Whenever "water" appears in a line of the entries below, that line counts; give the total only.

── RECORD EXCERPTS

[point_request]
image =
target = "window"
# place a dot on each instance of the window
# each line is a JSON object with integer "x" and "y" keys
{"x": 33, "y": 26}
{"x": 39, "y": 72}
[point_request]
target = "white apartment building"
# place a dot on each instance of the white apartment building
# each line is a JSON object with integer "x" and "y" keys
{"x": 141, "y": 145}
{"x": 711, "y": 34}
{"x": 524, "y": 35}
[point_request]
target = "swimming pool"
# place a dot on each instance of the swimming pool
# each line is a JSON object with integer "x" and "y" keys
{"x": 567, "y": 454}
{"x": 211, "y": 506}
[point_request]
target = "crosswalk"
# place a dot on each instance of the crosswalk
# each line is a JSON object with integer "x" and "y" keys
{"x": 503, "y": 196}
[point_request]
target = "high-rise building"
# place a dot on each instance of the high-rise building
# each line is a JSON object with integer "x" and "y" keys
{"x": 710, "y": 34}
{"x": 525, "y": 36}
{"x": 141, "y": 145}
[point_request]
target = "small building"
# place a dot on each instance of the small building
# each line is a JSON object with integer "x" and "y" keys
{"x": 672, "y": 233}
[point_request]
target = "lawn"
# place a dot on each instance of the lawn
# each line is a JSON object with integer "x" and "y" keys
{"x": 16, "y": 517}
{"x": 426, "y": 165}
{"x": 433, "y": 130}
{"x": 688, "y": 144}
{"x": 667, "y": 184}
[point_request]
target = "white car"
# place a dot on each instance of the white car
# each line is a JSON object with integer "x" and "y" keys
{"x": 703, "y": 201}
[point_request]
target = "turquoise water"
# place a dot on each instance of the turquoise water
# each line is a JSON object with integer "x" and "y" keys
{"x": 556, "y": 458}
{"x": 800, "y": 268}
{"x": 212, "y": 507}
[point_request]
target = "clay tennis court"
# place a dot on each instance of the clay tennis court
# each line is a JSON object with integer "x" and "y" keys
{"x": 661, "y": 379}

────

> **TASK SOLUTION**: 2